> [Reading passage]
☆ ☆ ☆

A new Commercial Law for Oman was announced in April 2019. The New Commercial Law has attempted to generate sturdier and more transparent corporate governance in Oman. The main aim is to assist in making business in Oman easier; below we have listed an overview of the key changes to this law and what companies need to do to comply:

Limited Liability Companies (L.L.C)

Single Shareholder Companies– Companies are now permitted to be incorporated with a single natural person or single corporate shareholder, however, some restrictions apply:
– A natural person may not incorporate more than one single-shareholder LLC
– This corporate vehicle is likely to be available to Omani and GCC citizens. Therefore an LLC with a foreign shareholder is likely to still need at least two shareholders.
Minimum Share Capital– Minimum share capital is no longer stipulated. However, minimum share capital of OMR 150,000 set by the FCIL for LLC’s that have foreign shareholders remains in place.
– Capital contributions in the form of services or labour are now expressly forbidden for LLC’s.
– Shareholders can now limit their liability of capital contributions made to the company
Maximum Shareholders– The maximum number of shareholders in an LLC has been increased from 40 to 50.
Liability of Authorised Managers– Liability of authorised Managers is now the same as that of Directors of a Joint Stock Company (JSC)
– Authorised Managers must now make a formal notification at shareholder meetings
Conflicts of Interest– Authorised Managers must inform shareholders of any conflict between any transactions involving the Manager and the company
Related Party Loans– The new law now prohibits a company from providing any form of lending facility to its Authorised Managers and Shareholders.
Shareholder Information Rights– Shareholders may now request documentation relating to companies in which they hold shares
– This documentation can go back 10 years
– This is to ensure greater visibility on company operations

Joint Stock Companies (SAOC/SAOG)

☆ ☆ ☆

> [Requests]
- a) From the Oman Commercial Law overview, quote the passage starting at "Liability of Authorised Managers–" and ending at "Managers and Shareholders.".
- b) According to the Oman Commercial Law overview, what change was made to the maximum number of shareholders in an LLC?
- c) Rewrite the paragraph of the Oman Commercial Law overview that begins "Minimum Share Capital" more briefly.

Data listing

☆ ☆ ☆

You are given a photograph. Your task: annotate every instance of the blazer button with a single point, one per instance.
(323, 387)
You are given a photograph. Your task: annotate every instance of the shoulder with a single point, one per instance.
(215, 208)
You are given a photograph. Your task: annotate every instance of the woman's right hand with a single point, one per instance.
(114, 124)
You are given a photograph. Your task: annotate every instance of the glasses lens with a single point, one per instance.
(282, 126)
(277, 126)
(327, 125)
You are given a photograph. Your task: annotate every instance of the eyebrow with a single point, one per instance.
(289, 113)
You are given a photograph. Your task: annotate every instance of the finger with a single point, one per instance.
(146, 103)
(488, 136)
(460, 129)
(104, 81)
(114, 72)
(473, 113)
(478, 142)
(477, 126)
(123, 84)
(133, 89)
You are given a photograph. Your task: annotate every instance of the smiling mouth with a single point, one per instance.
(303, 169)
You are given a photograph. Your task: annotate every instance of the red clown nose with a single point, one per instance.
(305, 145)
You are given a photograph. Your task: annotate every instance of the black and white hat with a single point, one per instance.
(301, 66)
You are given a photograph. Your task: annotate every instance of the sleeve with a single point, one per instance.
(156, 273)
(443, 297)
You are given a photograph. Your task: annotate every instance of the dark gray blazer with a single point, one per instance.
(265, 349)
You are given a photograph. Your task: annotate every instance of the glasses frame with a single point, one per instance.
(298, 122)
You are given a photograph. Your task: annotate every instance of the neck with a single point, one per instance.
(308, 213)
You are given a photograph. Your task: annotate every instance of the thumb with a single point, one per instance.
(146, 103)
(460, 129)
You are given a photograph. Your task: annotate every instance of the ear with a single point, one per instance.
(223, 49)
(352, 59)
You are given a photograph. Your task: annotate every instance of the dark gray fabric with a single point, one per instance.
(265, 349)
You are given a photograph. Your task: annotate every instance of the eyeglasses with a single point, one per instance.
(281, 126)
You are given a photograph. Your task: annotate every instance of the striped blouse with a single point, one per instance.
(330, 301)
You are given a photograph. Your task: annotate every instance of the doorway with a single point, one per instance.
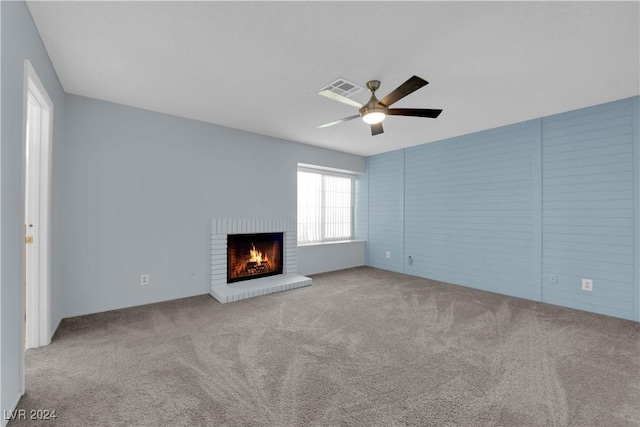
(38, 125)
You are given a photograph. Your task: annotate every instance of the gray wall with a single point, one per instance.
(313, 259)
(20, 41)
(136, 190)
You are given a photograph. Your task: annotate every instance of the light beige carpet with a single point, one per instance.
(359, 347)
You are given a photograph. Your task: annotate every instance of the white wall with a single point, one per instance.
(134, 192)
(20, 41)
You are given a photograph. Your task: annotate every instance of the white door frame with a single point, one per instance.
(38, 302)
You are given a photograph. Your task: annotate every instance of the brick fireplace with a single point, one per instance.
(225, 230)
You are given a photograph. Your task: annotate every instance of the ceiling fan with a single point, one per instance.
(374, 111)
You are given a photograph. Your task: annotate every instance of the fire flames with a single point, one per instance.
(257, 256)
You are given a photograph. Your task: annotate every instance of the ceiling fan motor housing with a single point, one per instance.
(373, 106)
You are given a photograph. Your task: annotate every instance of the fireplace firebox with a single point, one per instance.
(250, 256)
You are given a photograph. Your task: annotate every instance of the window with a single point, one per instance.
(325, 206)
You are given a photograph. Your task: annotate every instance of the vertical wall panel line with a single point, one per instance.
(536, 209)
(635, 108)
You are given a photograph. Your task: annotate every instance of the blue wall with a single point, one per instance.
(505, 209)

☆ ☆ ☆

> [Solutions to the exercise]
- a)
Liability of Authorised Managers– Liability of authorised Managers is now the same as that of Directors of a Joint Stock Company (JSC)
– Authorised Managers must now make a formal notification at shareholder meetings
Conflicts of Interest– Authorised Managers must inform shareholders of any conflict between any transactions involving the Manager and the company
Related Party Loans– The new law now prohibits a company from providing any form of lending facility to its Authorised Managers and Shareholders.

- b) It was increased from 40 to 50.

- c) No minimum share capital is stipulated anymore, but the FCIL's OMR 150,000 minimum still applies to LLCs with foreign shareholders.